Document text
:::::

I think to make all the solves even in difficulty everyone should be required to scramble in their solving orientation. For example, I solve with white on U and green on F, and I scramble in that orientation, too. So, someone who solves red on F and blue on U must scramble in that orientation. This way, all the cycles are the same. I hate it when people use a different orientation for solving and scrambling. Just scramble in your solving orientation!!!!


----------



## Pedro (Mar 16, 2008)

well, Arnaud says to scramble as official regulations...

I'll do the 3rd one in my solving orientation


----------



## tim (Mar 16, 2008)

alexc said:


> Pedro said:
> 
> 
> > I didn't get that
> ...



Even if people scramble with their solving orientation, the odds are good, that they won't choose the same orientations for memorization (applies only to cubes € {2nX2nX2n | n € |N}).


----------



## Mike Hughey (Mar 16, 2008)

Part of the challenge to 4x4x4 BLD solving is picking the best orientation to solve. If you change that, you change the whole challenge. I think that's one of the most fun parts of 4x4x4 BLD - picking the right orientation.

And I solve with a totally weird orientation for 3x3x3 BLD. I have a near-Japanese color scheme (with red and orange swapped), so I put blue on top and red in front. That's how I always solve. If you change the rules on me to require a different color orientation, it would take me months to get back up to speed with a new color orientation.


----------



## KConny (Mar 16, 2008)

Multi: 3/5 44 min. Did it with M2 and pochmanncorners. Just as I'm starting to get used to M2 I throw in a new method for corners. >_<


----------



## AvGalen (Mar 16, 2008)

Mike Hughey said:


> Part of the challenge to 4x4x4 BLD solving is picking the best orientation to solve. If you change that, you change the whole challenge. I think that's one of the most fun parts of 4x4x4 BLD - picking the right orientation.

:::::

Records supplied
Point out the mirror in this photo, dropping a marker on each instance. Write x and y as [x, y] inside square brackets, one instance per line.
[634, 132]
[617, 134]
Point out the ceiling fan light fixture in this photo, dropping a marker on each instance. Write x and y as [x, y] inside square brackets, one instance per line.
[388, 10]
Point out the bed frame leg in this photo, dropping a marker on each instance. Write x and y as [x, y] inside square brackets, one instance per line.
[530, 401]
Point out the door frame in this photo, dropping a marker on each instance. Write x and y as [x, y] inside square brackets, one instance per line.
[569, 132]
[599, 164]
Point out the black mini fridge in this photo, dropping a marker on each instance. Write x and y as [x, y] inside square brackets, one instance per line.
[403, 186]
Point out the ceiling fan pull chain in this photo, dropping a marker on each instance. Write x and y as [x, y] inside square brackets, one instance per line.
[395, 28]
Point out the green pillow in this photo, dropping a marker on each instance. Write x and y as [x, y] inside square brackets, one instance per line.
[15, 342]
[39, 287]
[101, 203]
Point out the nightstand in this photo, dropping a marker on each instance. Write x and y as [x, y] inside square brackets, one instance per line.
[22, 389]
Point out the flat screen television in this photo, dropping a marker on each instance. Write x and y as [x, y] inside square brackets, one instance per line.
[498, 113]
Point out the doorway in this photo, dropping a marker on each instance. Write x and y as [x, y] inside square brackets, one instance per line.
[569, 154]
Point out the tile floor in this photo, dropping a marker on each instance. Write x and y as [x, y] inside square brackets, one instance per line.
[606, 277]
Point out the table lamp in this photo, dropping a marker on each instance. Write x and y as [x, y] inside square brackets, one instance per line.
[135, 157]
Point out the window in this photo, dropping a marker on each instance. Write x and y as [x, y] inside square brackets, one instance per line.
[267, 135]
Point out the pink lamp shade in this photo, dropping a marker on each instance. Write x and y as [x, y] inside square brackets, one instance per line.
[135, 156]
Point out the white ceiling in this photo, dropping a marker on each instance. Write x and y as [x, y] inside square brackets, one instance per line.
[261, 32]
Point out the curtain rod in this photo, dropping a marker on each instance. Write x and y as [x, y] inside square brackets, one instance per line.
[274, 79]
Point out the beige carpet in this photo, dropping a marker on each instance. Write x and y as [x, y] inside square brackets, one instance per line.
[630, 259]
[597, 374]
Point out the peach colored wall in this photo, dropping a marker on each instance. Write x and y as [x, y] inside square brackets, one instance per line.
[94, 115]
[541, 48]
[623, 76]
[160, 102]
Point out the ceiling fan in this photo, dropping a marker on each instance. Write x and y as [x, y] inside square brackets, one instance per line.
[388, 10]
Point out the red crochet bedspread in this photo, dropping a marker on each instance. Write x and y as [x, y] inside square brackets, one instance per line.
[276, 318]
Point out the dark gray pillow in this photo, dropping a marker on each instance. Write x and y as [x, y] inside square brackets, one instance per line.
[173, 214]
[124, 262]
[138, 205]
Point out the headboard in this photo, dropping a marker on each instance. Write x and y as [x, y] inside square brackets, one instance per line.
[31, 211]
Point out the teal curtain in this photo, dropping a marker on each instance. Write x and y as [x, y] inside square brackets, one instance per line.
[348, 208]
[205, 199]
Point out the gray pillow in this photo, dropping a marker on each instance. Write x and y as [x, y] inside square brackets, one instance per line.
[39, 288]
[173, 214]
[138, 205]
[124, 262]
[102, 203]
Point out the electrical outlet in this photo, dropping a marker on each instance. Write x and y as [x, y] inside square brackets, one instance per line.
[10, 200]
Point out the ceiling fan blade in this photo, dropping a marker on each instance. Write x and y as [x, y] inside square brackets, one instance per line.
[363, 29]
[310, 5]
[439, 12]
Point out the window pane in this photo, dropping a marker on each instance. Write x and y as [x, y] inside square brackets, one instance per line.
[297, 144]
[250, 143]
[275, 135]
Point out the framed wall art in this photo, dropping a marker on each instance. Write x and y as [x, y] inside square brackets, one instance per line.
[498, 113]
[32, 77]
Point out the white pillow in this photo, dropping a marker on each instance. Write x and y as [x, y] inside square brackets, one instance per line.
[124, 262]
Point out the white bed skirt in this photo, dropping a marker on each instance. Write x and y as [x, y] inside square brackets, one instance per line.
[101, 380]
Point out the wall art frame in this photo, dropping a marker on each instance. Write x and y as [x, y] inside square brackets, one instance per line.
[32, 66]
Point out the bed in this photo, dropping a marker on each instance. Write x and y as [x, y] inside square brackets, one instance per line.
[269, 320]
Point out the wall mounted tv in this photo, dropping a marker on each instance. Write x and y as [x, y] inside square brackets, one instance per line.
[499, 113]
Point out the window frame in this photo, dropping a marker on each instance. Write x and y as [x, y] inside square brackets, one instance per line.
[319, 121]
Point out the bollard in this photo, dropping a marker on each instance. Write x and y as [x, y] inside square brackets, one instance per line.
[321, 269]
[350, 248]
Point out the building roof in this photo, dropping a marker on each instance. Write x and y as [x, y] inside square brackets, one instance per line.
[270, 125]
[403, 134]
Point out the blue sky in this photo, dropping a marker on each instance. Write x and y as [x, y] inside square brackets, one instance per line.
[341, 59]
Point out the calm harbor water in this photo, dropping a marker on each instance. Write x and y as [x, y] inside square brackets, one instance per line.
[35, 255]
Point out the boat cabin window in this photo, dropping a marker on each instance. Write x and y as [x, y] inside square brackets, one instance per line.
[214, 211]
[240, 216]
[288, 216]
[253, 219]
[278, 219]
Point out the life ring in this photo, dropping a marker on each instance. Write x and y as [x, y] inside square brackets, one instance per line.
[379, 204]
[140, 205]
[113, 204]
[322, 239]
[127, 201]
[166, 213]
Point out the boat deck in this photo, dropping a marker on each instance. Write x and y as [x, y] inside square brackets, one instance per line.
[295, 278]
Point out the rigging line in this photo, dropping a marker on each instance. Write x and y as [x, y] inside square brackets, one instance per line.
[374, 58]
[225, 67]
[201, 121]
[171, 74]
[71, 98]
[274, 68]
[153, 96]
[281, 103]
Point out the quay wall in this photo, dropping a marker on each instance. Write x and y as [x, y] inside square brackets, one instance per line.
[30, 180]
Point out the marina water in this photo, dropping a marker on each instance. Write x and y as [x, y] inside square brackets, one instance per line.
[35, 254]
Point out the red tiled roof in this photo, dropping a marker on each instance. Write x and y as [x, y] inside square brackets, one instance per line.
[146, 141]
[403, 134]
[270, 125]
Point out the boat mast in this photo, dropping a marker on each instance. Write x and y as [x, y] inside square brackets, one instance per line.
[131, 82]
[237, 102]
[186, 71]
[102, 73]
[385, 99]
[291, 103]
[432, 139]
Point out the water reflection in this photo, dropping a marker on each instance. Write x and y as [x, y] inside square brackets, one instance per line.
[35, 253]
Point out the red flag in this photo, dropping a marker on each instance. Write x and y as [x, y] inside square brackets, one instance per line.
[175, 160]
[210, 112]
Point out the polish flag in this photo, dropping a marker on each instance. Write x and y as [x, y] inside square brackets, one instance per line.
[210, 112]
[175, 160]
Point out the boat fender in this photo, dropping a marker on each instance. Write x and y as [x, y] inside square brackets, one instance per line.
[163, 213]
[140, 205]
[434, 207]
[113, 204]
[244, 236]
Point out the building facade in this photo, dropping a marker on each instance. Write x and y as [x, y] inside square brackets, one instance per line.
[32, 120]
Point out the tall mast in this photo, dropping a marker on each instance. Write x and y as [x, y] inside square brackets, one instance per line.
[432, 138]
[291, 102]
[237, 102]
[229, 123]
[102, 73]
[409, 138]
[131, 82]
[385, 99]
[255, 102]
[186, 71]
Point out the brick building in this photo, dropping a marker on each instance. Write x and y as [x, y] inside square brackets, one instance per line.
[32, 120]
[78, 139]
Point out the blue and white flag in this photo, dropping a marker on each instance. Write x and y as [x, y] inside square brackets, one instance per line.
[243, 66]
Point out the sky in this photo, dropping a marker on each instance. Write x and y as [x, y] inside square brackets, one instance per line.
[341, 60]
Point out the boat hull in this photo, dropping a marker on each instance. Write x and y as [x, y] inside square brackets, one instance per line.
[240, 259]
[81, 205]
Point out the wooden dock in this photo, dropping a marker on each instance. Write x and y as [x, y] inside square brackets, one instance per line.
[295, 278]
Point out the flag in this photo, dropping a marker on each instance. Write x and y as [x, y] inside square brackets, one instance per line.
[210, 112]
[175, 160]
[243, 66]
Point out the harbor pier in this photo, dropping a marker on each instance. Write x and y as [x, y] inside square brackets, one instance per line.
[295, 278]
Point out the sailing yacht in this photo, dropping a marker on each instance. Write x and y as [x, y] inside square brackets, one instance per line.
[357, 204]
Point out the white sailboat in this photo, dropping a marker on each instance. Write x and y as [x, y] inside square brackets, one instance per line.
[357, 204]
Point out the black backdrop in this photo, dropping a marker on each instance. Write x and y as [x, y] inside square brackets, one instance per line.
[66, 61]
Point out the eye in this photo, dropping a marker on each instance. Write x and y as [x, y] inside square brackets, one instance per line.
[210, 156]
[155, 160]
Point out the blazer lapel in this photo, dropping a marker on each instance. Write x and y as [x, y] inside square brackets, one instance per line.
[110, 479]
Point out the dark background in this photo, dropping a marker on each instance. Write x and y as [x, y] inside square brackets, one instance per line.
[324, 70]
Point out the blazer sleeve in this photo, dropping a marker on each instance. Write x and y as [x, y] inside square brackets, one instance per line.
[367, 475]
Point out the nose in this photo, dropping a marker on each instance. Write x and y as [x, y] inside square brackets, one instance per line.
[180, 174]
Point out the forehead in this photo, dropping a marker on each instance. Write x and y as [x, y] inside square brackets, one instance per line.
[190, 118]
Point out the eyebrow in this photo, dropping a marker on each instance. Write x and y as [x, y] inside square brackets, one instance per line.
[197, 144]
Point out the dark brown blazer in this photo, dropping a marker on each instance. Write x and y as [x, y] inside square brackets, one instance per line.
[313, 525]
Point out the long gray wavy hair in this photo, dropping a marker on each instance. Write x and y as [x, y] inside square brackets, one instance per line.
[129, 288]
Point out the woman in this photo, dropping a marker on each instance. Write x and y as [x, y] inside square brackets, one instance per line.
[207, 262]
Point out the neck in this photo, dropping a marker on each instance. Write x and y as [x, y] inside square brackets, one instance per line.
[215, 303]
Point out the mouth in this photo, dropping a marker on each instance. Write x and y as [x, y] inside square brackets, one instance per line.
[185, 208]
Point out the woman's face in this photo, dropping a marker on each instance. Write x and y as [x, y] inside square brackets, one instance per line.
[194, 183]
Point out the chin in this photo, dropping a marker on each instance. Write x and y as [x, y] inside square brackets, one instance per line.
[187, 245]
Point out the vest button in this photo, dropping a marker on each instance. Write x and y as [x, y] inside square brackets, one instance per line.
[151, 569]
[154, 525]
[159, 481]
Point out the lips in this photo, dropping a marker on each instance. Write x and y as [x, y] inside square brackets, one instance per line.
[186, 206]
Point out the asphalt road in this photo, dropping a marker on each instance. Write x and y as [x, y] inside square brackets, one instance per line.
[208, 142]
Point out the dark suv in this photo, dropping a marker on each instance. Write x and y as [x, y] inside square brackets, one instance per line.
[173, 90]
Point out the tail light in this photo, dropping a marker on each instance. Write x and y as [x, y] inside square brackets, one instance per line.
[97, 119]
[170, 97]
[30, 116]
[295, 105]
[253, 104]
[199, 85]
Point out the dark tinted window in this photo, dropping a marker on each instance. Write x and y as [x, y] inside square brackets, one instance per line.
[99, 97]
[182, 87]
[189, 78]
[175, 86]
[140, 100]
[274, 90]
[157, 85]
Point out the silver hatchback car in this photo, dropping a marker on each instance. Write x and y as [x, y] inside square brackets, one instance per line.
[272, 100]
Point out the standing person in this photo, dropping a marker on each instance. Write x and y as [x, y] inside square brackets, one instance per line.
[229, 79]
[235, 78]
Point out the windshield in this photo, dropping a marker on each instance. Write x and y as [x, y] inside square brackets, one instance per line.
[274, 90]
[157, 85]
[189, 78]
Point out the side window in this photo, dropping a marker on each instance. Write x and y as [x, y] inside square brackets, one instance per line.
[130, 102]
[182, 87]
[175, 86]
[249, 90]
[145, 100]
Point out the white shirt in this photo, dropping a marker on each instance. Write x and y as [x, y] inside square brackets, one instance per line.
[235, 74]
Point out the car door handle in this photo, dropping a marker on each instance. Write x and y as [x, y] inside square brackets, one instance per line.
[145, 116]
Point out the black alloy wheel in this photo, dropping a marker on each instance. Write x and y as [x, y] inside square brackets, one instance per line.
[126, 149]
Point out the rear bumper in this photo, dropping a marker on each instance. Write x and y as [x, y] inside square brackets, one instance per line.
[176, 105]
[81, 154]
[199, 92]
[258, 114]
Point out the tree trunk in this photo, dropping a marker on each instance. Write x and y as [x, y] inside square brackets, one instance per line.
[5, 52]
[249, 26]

:::::

Problem set
(A) Return the part of the forum thread about scrambling orientation that opens with the words containing "## Mike Hughey" and closes with "KConny (Mar 16, 2008)", copied word for word.
(B) Take the forum thread about scrambling orientation further, writing on from the last sentence it shows.

Written responses
(A)
## Mike Hughey (Mar 16, 2008)

Part of the challenge to 4x4x4 BLD solving is picking the best orientation to solve. If you change that, you change the whole challenge. I think that's one of the most fun parts of 4x4x4 BLD - picking the right orientation.

And I solve with a totally weird orientation for 3x3x3 BLD. I have a near-Japanese color scheme (with red and orange swapped), so I put blue on top and red in front. That's how I always solve. If you change the rules on me to require a different color orientation, it would take me months to get back up to speed with a new color orientation.


----------



## KConny (Mar 16, 2008)

(B)
> 
> And I solve with a totally weird orientation for 3x3x3 BLD. I have a near-Japanese color scheme (with red and orange swapped), so I put blue on top and red in front. That's how I always solve. If you change the rules on me to require a different color orientation, it would take me months to get back up to speed with a new color orientation.


 
I agree with Mike. Solving from a fixed orientation takes away part of the challenge.

Actually, this is how I scramble to make it as "official" as possible:
1) Scramble with white on top, green on front
2a) Throw the cube in the air with lots of xyz-rotations
2b) Catch the cube (highly recommended)


----------



## MistArts (Mar 16, 2008)

*3x3x3*: 33.70, (35.10), (27.19), 29.56, 29.65 = *31.04*
Comment: Cold fingers... *sighs*
*4x4x4*: No time time week.
*2x2x2 BLD*: 4:24.99, 5:10.50(DNF), DNS = *4:24.99*
Comment: Simulated on a 4x4.
*3x3x3 BLD*: 6:43.61(DNF), 14:26.62(DNF), DNS = *DNF*
Comment: I'll eventually get one solve...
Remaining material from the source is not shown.